§ **Input**:
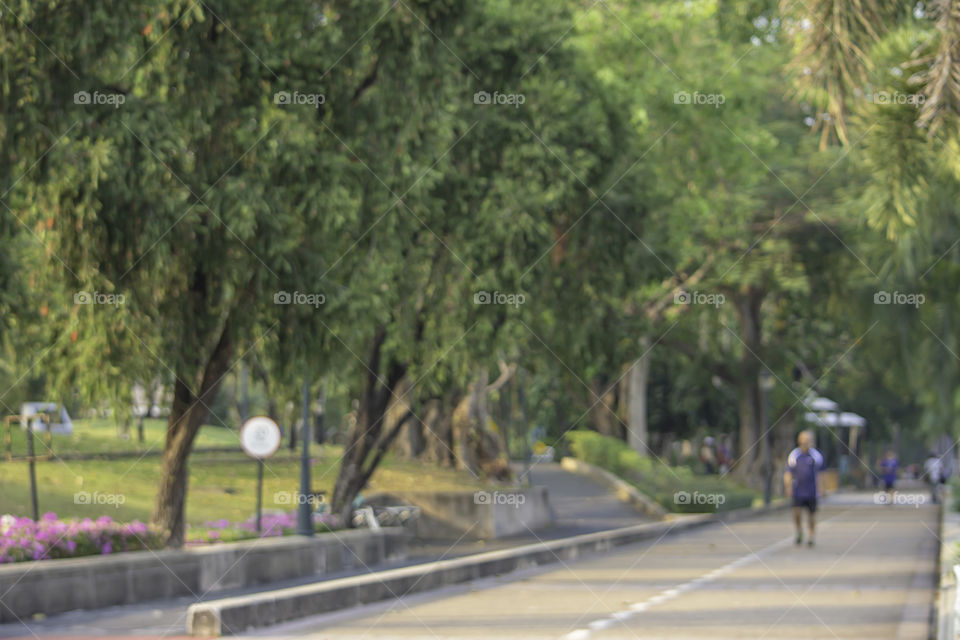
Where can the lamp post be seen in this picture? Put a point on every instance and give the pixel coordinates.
(766, 384)
(304, 504)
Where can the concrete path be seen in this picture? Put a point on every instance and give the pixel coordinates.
(871, 575)
(581, 506)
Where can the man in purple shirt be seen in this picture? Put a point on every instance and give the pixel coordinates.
(803, 463)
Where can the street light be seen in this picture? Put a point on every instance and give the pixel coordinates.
(766, 384)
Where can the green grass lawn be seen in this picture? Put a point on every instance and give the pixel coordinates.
(221, 485)
(100, 436)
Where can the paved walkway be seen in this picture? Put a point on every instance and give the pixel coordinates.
(871, 575)
(580, 505)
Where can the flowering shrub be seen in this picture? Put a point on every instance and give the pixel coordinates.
(23, 539)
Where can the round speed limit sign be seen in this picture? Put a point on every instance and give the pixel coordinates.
(260, 437)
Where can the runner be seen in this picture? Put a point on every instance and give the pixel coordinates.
(933, 470)
(889, 469)
(803, 464)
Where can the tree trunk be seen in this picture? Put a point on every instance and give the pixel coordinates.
(438, 447)
(187, 415)
(638, 378)
(749, 398)
(603, 398)
(367, 442)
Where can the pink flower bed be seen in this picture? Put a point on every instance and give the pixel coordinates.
(22, 539)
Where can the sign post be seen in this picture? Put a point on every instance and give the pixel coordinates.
(260, 439)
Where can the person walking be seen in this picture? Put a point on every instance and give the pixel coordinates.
(803, 463)
(888, 468)
(707, 457)
(933, 472)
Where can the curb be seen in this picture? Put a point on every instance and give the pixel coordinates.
(948, 535)
(624, 491)
(230, 616)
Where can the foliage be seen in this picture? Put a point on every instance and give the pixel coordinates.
(670, 486)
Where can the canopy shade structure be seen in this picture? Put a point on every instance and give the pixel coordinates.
(850, 419)
(823, 420)
(821, 404)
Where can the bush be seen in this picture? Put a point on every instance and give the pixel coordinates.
(675, 488)
(22, 539)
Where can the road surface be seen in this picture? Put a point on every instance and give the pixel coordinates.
(870, 575)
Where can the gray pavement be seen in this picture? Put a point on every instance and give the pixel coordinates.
(580, 506)
(871, 575)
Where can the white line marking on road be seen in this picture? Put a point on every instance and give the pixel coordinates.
(672, 592)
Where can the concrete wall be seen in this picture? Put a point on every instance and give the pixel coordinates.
(475, 515)
(55, 586)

§ **Exercise brief**: Starting at the line with "Where can the foliage" and going through the end of the items above, rewrite those lines as a numbered list. Skip any blank lines.

§ **Solution to this exercise**:
1. Where can the foliage be seen in this picture? Put a point on every instance and give the pixel coordinates.
2. (670, 486)
3. Where can the canopy shade structure be seen in this picture? Put a point on every instance and give the pixel coordinates.
4. (850, 419)
5. (823, 420)
6. (821, 404)
7. Where can the bush be seen in this picture? Put a point on every instance and give the pixel coordinates.
8. (675, 488)
9. (22, 539)
10. Where can the road surface be seen in this picture? Put a point on every instance and give the pixel coordinates.
11. (870, 575)
12. Where can the gray pavement be seen in this picture? Put a point on every instance and give the pixel coordinates.
13. (580, 506)
14. (871, 575)
15. Where can the white line marking on road be seen in this picture? Put a point on every instance and give the pixel coordinates.
16. (672, 592)
17. Where can the concrete wall be seen in this picture? Put a point on every instance and give the pixel coordinates.
18. (475, 515)
19. (55, 586)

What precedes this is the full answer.